# Task to complete:
Which lines in the data contain the word "below"? Please copy each of them.

====== Recorded information

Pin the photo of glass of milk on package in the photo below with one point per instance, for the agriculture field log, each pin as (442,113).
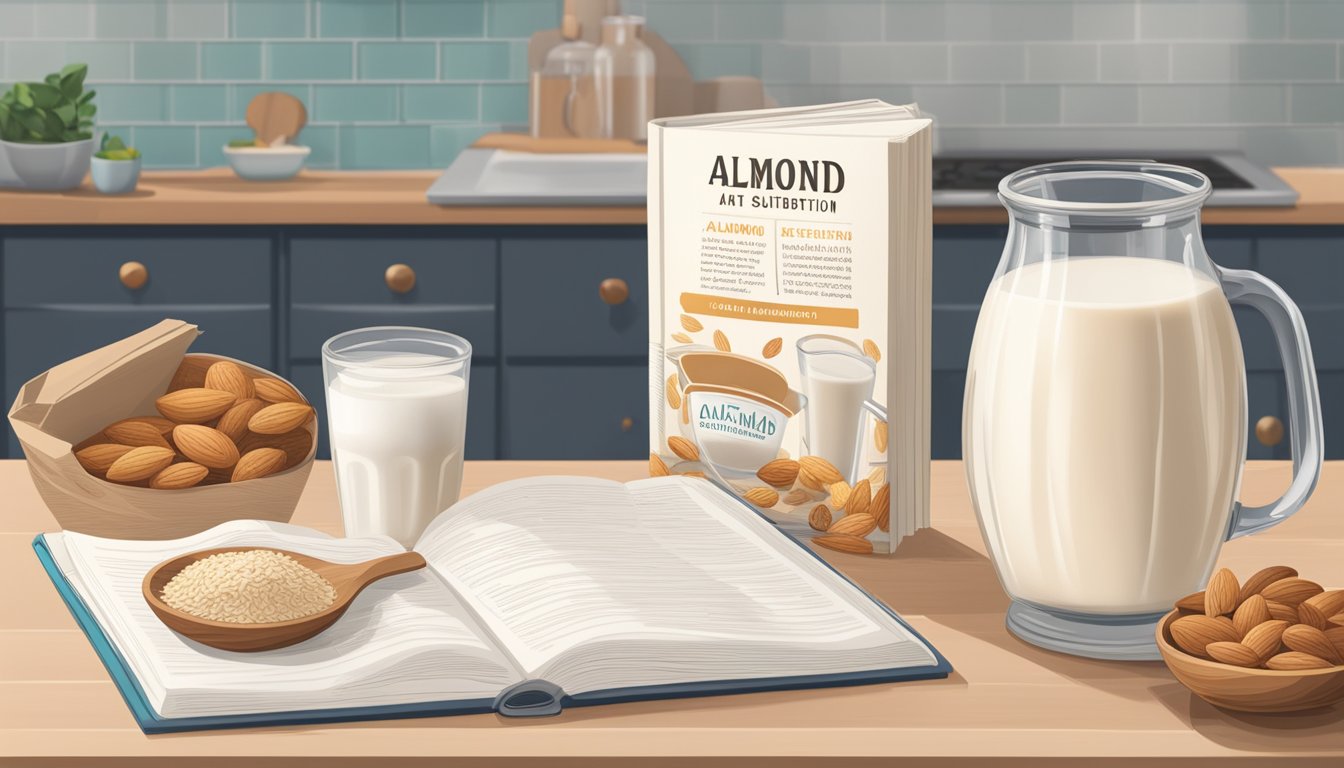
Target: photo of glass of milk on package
(789,310)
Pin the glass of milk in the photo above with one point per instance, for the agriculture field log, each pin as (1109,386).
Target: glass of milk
(397,418)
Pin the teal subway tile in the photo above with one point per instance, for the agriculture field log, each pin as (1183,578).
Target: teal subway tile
(270,19)
(364,147)
(1031,104)
(1062,62)
(356,18)
(309,61)
(354,102)
(520,18)
(131,19)
(1101,104)
(62,19)
(165,145)
(448,141)
(230,61)
(456,102)
(988,62)
(476,61)
(442,18)
(198,19)
(132,102)
(504,104)
(242,96)
(165,61)
(397,61)
(106,59)
(199,102)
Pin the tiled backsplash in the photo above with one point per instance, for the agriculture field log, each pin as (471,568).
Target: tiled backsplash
(406,84)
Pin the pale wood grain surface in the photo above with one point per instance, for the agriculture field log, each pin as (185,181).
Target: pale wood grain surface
(217,197)
(1007,704)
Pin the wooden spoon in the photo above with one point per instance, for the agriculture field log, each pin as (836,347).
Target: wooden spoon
(348,580)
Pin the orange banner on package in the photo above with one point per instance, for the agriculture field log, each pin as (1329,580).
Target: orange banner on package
(769,311)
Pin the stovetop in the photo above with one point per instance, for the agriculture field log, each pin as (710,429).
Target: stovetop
(972,180)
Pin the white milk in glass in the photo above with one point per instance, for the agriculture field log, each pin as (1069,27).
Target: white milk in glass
(1109,416)
(397,432)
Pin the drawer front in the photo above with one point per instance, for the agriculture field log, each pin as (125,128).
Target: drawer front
(352,271)
(38,339)
(480,408)
(84,269)
(575,412)
(551,303)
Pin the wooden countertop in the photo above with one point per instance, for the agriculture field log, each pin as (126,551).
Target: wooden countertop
(1007,704)
(217,197)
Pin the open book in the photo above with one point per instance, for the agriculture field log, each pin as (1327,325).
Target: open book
(539,593)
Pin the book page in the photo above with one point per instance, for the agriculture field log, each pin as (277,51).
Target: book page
(405,639)
(596,585)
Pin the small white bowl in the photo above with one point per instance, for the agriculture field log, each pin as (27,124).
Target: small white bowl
(266,163)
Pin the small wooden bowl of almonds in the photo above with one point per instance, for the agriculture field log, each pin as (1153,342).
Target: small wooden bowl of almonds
(1274,643)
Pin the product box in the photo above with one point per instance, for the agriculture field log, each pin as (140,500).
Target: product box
(789,272)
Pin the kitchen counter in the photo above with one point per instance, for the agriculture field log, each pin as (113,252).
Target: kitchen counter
(217,197)
(1007,702)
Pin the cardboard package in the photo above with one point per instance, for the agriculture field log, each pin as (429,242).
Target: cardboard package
(61,408)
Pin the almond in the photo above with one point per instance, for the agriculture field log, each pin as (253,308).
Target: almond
(140,463)
(1264,577)
(196,405)
(880,507)
(234,421)
(229,377)
(1221,593)
(1292,591)
(1234,654)
(274,390)
(840,542)
(1250,613)
(135,433)
(870,349)
(258,464)
(657,467)
(819,518)
(721,342)
(1194,632)
(762,496)
(816,472)
(1319,608)
(204,445)
(180,475)
(280,417)
(1294,661)
(859,525)
(781,472)
(1311,640)
(1265,638)
(683,448)
(98,457)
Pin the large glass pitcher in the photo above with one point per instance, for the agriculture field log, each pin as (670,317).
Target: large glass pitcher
(1105,417)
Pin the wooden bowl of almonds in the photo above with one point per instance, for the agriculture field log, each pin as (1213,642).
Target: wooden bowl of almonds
(1272,643)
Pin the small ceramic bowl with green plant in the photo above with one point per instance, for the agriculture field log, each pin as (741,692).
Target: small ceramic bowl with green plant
(116,167)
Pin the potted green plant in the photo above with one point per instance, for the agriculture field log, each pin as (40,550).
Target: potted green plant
(46,129)
(116,167)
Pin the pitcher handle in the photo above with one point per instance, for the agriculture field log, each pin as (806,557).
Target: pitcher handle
(1304,402)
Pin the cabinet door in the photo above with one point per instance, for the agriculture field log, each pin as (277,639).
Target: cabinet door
(575,412)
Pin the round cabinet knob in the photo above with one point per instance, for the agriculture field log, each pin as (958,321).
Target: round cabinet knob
(1269,431)
(133,275)
(399,277)
(613,291)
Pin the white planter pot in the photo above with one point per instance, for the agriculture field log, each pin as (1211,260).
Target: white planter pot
(50,166)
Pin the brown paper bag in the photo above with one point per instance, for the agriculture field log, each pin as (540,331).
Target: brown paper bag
(77,398)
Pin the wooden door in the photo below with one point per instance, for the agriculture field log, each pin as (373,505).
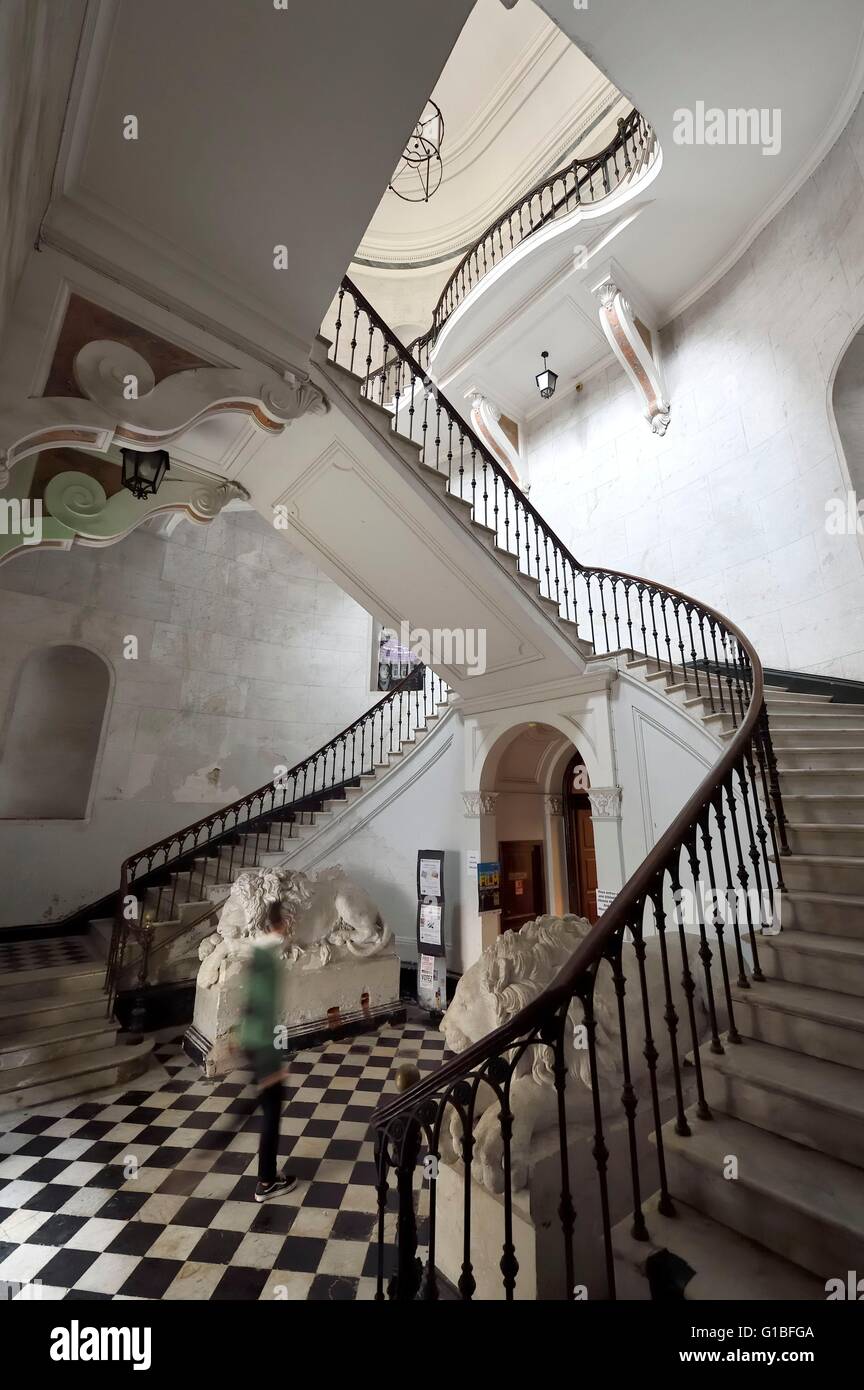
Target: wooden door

============

# Solved problem:
Pin the photo of glass of milk on package in the photo below with one point per instance, for the agriculture field log, each pin as (442,113).
Pin the wooden door in the photo below with one point per instance, for the agriculture field log, each pin as (373,505).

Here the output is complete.